Apply what you read >>
#1 Change "epidemic prediction" to "outbreak forecasting" in the passage on Google searches and melanoma incidence, and write out that passage from "In summary, whilst" up to and including "to be obtained.".
#2 Continue the passage on Google searches and melanoma incidence from where it stops.

Document extract >>
--- --- ---

In this study we found that no Google search terms we tested were significantly, or strongly correlated with melanoma incidence in 6 countries. Using a mixed model, we have accounted for the auto-correlation in the time series search data and by including control search terms, we were able to assess inferential relationships between search terms and melanoma incidence. Indeed, given that all of the results were non-significant, we were unable to confirm previously published findings presented by Wehner et al.,6 however, these results do corroborate those of Bloom et al.5 in that at the US state level, skin cancer/melanoma searches do not correlate with melanoma incidence. Such differences might have occurred in the former case due to a differing time period used; Google SVI is standardised to the maximum value of search volume in the time period considered, meaning that for different but overlapping time periods, the relative overlapping values for SVI can be drastically different.9 It has been suggested that internet search data may be particularly useful where national registry data on cancer are unavailable. As we have found here that there was no strong or significant association between search terms and cancer incidence, using search data as a proxy for estimating cancer incidence therefore appears unwarranted.

As cancer incidence trends are relatively slow to change, Google search data may be more useful for tracking epidemic conditions where incidence can dramatically change over a few weeks or months. The Google flu trend prediction tool was developed on this premise,4 but was discontinued as correlation of search terms with flu incidence were not causally related and as such when internet search patterns changed temporally, the flu trend prediction tool was not able to accurately predict disease occurrence.4 Improvements to infectious disease prediction have come when search data is combined with traditional surveillance data.10

In summary, whilst the public health benefits of being able to track disease incidence using internet search volumes would be significant, such as for epidemic prediction and surveillance, more thought is likely needed to do this with rigour to enable robust insights to be obtained.

--- --- ---

Material shown >>
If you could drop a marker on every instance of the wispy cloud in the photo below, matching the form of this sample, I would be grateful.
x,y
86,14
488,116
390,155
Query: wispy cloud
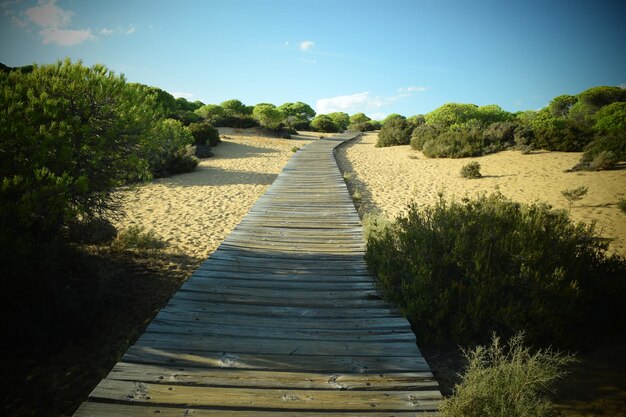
x,y
65,37
360,102
53,22
306,45
178,94
416,89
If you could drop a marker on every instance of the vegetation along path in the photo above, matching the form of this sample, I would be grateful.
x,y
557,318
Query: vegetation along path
x,y
283,319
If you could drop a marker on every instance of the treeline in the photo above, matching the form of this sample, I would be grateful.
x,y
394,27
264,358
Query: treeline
x,y
70,135
286,118
593,122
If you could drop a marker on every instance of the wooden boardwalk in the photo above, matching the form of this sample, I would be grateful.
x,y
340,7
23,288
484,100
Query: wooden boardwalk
x,y
282,320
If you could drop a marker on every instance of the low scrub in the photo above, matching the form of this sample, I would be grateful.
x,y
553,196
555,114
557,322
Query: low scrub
x,y
507,381
461,270
471,170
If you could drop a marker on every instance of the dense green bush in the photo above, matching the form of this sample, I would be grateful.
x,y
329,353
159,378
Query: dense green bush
x,y
506,381
268,116
168,148
70,135
204,133
460,270
323,123
471,170
395,131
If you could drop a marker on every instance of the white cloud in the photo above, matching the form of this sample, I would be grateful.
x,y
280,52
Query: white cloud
x,y
64,37
306,45
416,89
53,21
178,94
356,103
49,15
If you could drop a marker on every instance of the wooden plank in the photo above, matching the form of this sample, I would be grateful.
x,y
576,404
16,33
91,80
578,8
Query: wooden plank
x,y
282,320
92,409
158,374
288,363
265,399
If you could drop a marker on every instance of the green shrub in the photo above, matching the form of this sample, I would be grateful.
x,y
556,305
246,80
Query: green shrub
x,y
460,270
323,123
204,133
168,149
471,170
136,237
69,137
506,381
395,131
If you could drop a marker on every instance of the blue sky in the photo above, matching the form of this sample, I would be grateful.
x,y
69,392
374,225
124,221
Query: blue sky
x,y
373,56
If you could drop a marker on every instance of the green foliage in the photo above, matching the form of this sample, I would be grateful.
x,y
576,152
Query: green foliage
x,y
204,133
137,238
561,105
451,113
268,116
509,381
471,170
359,122
462,270
168,148
341,119
213,114
70,134
298,115
323,123
395,131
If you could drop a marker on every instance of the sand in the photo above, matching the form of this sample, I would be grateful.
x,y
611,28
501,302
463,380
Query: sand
x,y
194,212
389,178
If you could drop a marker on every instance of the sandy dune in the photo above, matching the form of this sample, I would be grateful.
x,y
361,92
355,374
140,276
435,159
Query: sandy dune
x,y
388,178
194,212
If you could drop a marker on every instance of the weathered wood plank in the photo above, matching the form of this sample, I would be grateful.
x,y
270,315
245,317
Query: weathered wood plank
x,y
265,399
282,320
157,374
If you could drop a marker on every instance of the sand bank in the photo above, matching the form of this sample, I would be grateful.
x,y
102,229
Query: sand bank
x,y
194,212
388,178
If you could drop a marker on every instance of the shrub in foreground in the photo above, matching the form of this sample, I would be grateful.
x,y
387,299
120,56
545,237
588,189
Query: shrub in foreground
x,y
507,381
395,131
471,170
460,270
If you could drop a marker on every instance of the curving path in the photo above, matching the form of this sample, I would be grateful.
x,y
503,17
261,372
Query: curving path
x,y
282,320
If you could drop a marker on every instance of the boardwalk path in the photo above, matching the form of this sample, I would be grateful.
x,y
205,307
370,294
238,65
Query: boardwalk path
x,y
282,320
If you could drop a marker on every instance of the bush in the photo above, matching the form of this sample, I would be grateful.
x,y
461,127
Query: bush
x,y
69,137
455,144
204,133
462,270
323,123
471,170
203,151
168,149
506,381
395,131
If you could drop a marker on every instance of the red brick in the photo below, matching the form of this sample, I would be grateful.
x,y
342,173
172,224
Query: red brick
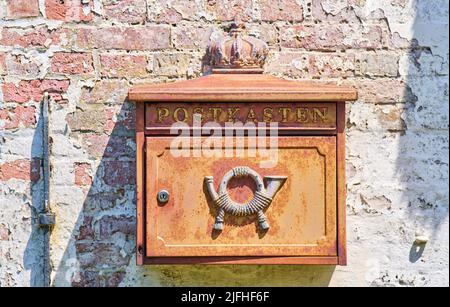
x,y
34,90
333,37
191,37
4,233
383,91
285,10
106,91
114,66
224,10
2,64
32,37
128,11
152,37
86,231
17,117
20,169
98,254
119,173
83,174
72,63
313,65
87,119
347,13
109,225
104,146
21,66
22,8
173,11
68,10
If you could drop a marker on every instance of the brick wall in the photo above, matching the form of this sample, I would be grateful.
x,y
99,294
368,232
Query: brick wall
x,y
87,53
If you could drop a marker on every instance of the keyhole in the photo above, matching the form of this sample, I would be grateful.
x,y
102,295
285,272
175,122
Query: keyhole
x,y
163,196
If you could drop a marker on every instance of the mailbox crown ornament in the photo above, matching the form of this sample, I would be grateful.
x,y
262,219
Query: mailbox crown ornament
x,y
237,53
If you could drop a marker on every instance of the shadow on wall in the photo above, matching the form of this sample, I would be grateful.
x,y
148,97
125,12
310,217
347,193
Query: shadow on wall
x,y
422,163
36,250
102,246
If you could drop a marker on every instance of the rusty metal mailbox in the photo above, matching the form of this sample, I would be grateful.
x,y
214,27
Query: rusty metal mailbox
x,y
207,193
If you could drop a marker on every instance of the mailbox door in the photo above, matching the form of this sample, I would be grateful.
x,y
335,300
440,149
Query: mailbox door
x,y
302,215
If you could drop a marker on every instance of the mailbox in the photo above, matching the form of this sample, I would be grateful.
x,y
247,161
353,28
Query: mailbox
x,y
240,167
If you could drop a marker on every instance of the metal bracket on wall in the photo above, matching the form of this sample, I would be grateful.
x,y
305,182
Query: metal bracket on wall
x,y
46,217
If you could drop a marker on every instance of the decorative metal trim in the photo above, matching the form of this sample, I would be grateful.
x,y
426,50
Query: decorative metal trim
x,y
262,198
237,51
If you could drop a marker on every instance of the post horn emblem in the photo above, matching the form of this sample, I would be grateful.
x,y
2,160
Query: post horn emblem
x,y
262,198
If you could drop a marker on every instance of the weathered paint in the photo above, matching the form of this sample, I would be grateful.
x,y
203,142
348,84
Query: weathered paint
x,y
394,52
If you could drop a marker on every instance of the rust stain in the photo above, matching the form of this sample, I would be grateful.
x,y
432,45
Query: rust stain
x,y
302,215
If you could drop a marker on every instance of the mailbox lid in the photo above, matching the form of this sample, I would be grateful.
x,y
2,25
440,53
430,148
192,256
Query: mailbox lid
x,y
302,215
241,88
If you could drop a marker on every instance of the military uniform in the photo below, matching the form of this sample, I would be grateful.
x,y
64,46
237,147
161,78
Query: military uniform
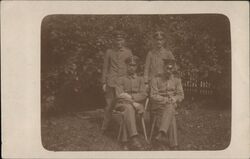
x,y
165,92
154,63
113,67
135,87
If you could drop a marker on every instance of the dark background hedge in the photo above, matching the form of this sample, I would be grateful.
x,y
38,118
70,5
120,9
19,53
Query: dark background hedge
x,y
72,49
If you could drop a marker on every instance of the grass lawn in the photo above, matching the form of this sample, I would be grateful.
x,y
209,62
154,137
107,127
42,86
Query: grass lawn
x,y
201,126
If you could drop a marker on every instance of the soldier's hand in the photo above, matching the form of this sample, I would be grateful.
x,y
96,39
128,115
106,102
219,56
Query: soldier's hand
x,y
147,86
104,87
173,100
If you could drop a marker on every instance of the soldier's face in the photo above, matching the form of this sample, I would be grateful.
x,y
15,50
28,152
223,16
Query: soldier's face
x,y
160,43
132,69
168,70
120,43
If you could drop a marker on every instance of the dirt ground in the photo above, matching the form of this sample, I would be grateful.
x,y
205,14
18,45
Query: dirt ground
x,y
201,126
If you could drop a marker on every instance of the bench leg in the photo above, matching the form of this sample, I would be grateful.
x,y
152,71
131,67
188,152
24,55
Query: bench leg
x,y
152,129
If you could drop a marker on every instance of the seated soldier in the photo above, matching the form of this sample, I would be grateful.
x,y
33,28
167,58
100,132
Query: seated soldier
x,y
166,91
130,92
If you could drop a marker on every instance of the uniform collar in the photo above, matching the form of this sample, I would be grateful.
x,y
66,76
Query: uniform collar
x,y
132,76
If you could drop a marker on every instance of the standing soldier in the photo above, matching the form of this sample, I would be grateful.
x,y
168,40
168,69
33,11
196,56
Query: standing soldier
x,y
131,93
113,67
166,91
154,59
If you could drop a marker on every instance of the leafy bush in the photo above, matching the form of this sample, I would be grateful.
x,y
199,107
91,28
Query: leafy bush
x,y
73,47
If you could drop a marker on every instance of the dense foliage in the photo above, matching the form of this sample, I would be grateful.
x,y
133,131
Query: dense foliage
x,y
73,47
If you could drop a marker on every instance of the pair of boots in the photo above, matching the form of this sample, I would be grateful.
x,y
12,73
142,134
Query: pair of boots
x,y
134,144
161,140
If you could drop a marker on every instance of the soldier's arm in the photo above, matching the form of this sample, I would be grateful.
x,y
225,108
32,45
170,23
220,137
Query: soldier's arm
x,y
146,67
179,95
155,94
119,87
105,67
142,94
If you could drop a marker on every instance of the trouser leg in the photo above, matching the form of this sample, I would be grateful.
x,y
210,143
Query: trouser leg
x,y
130,120
173,133
110,96
167,118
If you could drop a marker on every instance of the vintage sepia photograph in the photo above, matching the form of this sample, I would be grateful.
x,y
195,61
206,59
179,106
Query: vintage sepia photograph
x,y
135,82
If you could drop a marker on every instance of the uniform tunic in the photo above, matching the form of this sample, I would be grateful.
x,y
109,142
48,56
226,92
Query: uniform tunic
x,y
154,63
135,87
161,90
113,67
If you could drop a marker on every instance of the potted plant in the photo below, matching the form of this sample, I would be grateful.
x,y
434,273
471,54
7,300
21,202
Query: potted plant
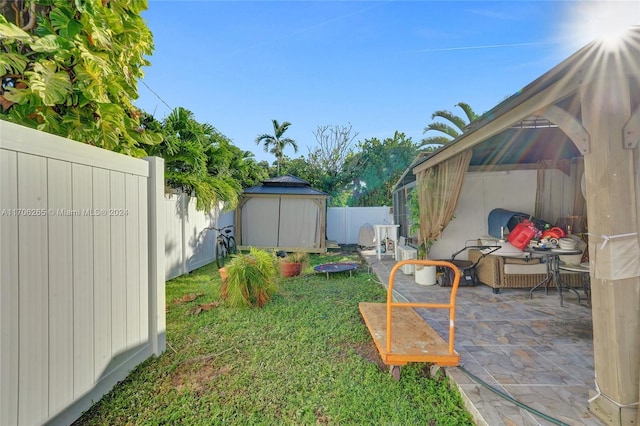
x,y
251,279
292,264
424,275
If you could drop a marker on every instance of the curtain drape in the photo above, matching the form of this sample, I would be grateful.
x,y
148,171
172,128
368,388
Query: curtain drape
x,y
438,190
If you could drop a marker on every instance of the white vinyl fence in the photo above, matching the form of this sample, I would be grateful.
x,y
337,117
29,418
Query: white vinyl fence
x,y
81,273
188,244
343,223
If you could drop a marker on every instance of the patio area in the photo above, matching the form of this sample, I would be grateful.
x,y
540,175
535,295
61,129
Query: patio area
x,y
532,350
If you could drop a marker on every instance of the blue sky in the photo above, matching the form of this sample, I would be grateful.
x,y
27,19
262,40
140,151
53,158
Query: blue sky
x,y
380,66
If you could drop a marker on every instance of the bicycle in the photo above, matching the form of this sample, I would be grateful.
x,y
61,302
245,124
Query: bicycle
x,y
225,244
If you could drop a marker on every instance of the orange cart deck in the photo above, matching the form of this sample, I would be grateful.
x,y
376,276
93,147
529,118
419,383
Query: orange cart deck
x,y
401,335
413,340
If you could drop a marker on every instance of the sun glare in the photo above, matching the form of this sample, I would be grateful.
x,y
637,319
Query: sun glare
x,y
603,21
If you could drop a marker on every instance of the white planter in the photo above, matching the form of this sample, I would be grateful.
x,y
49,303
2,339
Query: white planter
x,y
425,275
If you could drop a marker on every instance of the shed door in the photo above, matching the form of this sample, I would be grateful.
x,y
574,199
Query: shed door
x,y
299,223
260,218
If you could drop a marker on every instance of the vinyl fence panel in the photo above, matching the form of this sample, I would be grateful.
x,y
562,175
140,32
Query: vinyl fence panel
x,y
81,301
343,223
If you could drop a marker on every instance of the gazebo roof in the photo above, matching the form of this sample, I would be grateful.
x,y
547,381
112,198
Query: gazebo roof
x,y
287,184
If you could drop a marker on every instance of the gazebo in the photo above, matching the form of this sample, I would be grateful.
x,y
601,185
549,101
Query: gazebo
x,y
587,108
283,213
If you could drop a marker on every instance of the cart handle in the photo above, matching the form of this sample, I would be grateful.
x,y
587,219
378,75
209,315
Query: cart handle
x,y
452,300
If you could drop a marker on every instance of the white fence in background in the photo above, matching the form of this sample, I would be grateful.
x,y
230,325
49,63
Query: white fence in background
x,y
81,273
343,223
188,245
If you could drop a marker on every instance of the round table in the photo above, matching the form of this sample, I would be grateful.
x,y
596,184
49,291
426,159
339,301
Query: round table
x,y
330,268
586,282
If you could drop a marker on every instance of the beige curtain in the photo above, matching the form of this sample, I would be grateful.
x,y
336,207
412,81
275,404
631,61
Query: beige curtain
x,y
550,192
438,192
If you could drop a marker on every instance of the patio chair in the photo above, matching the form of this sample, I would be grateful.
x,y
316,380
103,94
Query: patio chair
x,y
467,268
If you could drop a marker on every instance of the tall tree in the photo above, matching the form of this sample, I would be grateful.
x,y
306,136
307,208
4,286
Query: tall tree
x,y
451,130
71,68
194,161
275,143
380,165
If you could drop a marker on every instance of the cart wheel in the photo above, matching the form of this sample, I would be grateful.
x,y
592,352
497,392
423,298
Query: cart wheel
x,y
395,372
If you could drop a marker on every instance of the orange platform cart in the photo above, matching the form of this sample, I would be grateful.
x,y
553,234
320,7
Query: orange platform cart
x,y
402,335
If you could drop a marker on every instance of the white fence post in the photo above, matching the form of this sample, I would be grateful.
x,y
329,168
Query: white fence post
x,y
157,319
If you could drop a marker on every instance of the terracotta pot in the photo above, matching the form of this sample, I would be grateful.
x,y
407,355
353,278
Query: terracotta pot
x,y
224,275
288,269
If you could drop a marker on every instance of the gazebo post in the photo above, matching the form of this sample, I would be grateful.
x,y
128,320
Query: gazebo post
x,y
612,194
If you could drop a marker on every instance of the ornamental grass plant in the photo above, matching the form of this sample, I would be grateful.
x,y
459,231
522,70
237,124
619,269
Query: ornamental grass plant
x,y
305,358
251,279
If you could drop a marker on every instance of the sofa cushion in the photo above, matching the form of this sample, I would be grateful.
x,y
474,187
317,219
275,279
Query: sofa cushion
x,y
522,260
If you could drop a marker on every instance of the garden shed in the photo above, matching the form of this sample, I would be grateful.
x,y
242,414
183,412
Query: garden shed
x,y
568,138
283,213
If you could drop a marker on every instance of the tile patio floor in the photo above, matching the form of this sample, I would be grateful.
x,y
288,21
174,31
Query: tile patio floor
x,y
533,350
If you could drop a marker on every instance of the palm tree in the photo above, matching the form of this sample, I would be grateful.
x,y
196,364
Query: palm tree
x,y
453,130
275,143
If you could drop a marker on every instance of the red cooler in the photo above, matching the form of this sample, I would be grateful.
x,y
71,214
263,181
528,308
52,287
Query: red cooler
x,y
520,236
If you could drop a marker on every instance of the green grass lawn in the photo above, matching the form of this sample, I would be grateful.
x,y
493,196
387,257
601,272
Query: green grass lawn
x,y
305,358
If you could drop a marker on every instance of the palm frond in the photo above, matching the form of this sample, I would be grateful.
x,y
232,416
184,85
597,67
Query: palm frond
x,y
443,128
471,115
434,140
451,117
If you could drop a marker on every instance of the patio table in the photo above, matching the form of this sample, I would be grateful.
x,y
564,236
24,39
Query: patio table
x,y
553,269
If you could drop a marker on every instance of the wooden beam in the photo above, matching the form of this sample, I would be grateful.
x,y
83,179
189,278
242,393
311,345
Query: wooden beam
x,y
611,202
631,130
565,86
569,124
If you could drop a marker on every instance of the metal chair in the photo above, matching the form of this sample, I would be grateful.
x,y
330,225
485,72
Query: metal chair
x,y
467,268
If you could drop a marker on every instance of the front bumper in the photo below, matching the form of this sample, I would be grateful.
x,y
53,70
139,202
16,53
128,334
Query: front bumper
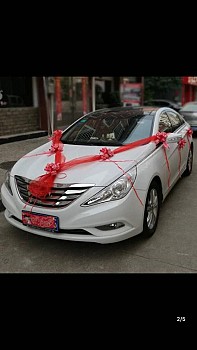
x,y
79,223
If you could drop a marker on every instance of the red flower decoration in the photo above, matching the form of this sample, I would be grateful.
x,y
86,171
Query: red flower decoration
x,y
161,137
181,143
189,132
56,147
106,153
52,168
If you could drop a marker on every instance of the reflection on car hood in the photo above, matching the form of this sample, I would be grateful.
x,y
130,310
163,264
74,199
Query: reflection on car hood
x,y
100,173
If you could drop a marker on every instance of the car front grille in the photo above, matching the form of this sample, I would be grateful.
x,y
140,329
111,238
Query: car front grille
x,y
61,195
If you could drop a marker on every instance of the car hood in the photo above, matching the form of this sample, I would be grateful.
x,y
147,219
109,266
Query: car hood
x,y
99,173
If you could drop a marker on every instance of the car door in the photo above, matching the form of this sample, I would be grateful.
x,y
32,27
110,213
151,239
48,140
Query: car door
x,y
179,126
170,155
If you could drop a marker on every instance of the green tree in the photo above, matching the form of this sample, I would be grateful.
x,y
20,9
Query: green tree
x,y
162,87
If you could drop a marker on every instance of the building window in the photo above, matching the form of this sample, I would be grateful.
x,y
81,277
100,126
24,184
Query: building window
x,y
16,92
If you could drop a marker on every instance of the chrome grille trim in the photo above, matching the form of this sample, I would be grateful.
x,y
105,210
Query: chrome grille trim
x,y
60,197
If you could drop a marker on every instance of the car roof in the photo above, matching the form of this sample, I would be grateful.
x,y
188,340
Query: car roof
x,y
126,108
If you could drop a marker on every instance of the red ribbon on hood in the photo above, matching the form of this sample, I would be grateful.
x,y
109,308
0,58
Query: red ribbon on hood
x,y
41,186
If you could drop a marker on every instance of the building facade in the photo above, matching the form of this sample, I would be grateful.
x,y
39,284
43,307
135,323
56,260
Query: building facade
x,y
189,89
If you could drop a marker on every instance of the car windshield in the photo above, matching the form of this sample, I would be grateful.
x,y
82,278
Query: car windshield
x,y
189,107
107,127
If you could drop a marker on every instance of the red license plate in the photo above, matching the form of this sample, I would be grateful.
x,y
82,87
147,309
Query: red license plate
x,y
41,221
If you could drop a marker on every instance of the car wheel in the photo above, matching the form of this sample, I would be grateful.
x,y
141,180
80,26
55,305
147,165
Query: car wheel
x,y
188,169
152,209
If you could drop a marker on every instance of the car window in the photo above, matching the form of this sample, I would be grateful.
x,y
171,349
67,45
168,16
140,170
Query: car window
x,y
164,123
189,107
175,120
110,128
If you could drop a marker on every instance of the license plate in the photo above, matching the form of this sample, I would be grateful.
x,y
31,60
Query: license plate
x,y
40,221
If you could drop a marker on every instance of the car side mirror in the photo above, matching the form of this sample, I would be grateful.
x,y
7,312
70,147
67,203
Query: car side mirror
x,y
174,138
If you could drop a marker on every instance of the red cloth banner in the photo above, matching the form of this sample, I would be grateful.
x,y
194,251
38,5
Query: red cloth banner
x,y
41,186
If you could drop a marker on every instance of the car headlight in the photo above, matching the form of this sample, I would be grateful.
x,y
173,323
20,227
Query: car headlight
x,y
116,190
7,182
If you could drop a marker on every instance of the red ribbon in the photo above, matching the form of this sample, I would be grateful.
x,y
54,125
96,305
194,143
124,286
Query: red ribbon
x,y
189,134
181,144
41,186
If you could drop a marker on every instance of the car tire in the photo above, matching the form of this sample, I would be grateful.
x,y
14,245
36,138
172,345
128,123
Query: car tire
x,y
188,169
152,209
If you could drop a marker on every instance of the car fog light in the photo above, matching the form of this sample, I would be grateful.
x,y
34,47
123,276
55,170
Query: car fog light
x,y
112,226
7,182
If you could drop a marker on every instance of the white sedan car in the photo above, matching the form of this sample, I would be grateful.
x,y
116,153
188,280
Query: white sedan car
x,y
103,179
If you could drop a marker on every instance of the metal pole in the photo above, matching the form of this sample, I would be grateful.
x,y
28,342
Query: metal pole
x,y
47,106
93,94
52,112
142,98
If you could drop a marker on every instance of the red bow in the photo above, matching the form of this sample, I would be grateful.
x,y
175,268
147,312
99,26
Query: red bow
x,y
181,143
161,137
189,132
52,168
107,153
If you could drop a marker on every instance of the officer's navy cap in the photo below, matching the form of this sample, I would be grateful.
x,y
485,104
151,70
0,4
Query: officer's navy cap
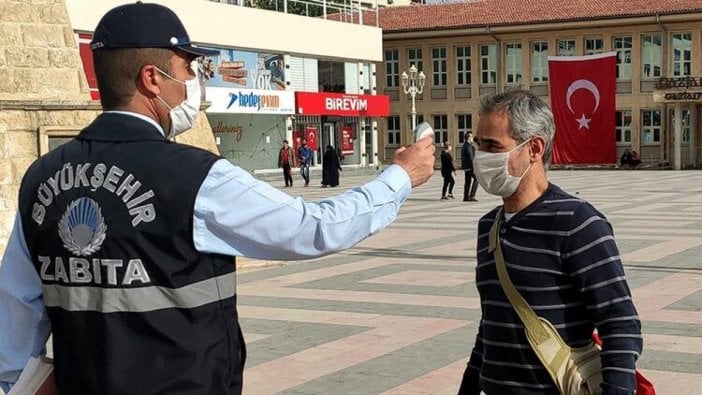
x,y
143,25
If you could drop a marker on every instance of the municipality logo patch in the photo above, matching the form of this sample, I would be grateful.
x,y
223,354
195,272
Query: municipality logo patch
x,y
82,227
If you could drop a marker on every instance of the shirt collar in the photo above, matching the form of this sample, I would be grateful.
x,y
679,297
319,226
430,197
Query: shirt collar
x,y
140,116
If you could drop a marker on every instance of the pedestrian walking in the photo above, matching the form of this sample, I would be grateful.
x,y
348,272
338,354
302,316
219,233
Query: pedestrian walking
x,y
285,158
447,172
470,186
125,242
559,253
304,157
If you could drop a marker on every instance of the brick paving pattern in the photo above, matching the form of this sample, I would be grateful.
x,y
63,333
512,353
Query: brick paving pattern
x,y
397,314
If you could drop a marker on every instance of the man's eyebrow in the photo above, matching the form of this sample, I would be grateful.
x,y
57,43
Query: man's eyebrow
x,y
488,141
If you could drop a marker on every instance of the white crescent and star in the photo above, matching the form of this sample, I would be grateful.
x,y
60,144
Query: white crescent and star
x,y
583,121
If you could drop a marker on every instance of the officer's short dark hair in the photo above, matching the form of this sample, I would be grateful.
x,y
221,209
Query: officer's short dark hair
x,y
118,70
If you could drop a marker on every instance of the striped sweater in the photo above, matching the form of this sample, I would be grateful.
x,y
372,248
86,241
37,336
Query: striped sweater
x,y
561,256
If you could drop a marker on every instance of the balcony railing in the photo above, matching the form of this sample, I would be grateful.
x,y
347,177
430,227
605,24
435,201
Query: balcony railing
x,y
350,11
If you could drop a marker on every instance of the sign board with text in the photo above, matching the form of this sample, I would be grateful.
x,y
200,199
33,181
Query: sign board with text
x,y
342,104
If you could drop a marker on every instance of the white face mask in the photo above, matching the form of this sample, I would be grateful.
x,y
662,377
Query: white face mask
x,y
183,116
492,172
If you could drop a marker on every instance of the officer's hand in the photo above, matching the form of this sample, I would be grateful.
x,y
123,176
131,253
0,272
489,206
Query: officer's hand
x,y
417,160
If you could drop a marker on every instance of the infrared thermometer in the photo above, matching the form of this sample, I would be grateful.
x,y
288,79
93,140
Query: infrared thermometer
x,y
423,130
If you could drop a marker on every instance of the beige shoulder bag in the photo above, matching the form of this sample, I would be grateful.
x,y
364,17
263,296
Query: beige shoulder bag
x,y
576,371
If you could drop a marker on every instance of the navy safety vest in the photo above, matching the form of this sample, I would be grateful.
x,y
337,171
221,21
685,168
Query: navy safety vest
x,y
134,307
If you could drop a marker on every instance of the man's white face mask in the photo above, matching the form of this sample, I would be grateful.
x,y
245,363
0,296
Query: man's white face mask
x,y
492,172
183,116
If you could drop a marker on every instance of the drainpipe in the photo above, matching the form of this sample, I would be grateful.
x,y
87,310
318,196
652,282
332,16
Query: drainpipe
x,y
498,77
665,146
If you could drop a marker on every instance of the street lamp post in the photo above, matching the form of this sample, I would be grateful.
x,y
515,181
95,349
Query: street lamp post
x,y
413,84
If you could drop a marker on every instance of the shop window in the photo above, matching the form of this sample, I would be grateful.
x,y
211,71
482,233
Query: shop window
x,y
439,72
394,130
539,61
566,47
623,127
623,46
651,126
414,57
331,76
593,46
463,65
488,64
650,56
392,69
465,126
682,54
440,129
513,63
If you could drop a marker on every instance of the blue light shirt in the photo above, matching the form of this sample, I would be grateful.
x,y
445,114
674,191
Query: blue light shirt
x,y
234,214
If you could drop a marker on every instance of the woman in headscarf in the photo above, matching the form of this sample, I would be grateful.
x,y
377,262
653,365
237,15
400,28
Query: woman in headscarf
x,y
330,167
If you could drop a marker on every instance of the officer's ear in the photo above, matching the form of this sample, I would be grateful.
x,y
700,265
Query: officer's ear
x,y
150,80
537,148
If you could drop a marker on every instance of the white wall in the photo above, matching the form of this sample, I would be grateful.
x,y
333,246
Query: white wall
x,y
227,25
304,75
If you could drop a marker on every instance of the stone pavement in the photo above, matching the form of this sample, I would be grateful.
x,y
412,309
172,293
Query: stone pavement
x,y
397,314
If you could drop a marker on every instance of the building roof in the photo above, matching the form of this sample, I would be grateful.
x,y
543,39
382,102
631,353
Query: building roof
x,y
478,13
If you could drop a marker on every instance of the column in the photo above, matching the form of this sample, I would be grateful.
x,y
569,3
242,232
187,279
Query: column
x,y
693,135
362,140
677,137
374,142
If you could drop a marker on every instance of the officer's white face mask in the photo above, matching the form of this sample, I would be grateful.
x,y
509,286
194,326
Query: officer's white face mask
x,y
492,172
183,116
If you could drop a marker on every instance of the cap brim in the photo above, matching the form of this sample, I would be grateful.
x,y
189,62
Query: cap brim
x,y
198,51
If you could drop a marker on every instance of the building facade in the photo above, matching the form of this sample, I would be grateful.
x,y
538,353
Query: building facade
x,y
250,87
470,49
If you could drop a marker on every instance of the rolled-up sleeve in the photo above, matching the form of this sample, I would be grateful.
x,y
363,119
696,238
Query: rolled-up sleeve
x,y
24,327
236,214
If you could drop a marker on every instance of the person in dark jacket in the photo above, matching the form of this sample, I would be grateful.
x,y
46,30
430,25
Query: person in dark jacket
x,y
304,157
330,168
471,184
625,160
285,159
447,172
124,245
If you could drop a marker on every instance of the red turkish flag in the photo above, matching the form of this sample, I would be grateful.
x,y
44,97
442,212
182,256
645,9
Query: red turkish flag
x,y
583,102
311,135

--- --- ---

Answer list >>
#1
In summary, whilst the public health benefits of being able to track disease incidence using internet search volumes would be significant, such as for outbreak forecasting and surveillance, more thought is likely needed to do this with rigour to enable robust insights to be obtained.

#2
Methods

Age-adjusted melanoma incidence averaged for males and females was obtained for the US for 2011–2014,11 England12 for 2004–16, New Zealand13 for 2004–15, Australia14 for 2004–13, Canada15 for 2004–16 and the Republic of Ireland for 2004–14.16 Google Trends17 quantifies interest in topics at the population level by analysing all search queries for a specific term. Search volume indexes (SVIs) are normalized values based on total searches during a specified period per selected region. We obtained SVIs for each US state or non-US country from January 1, 2004, to January 1, 2017, for the search terms “melanoma” and “skin cancer” (representing a lay term for melanoma). Control search terms were “Google” and “European Union” and SVIs for these were obtained for the same time periods. Control search terms were selected by the authors to determine if unrelated terms might also show similar correlations to the cancer related search terms, to this end the control terms were utilised in exactly the same way as the cancer related search terms. For the US state model, annualised SVIs were available directly from Google with each state contributing a data point for each year. For the English-speaking countries model, we retrieved annual SVI data for each term that was stratified by month for each country and calculated the average of these 12 monthly values to create an annual estimate in order to match the annual cancer incidence data. Due to the autocorrelation within these values, we derived a mixed model to calculate a correlation coefficient between cancer incidence and SVIs over time. An unstructured covariance matrix was used initially in the models as per Hamlett et al.18 However, in cases where convergence was not achieved and would not produce viable estimates, we used an autoregressive structure as the next best choice. Bootstrapped 95% confidence limits for the correlation coefficients were estimated and p-values obtained from an asymptotic Fisher test. All analysis was performed using SAS version 9.4 (SAS Institute Inc., Cary, North Carolina).

Code availability statement

SAS version 9.4 was used for all analyses.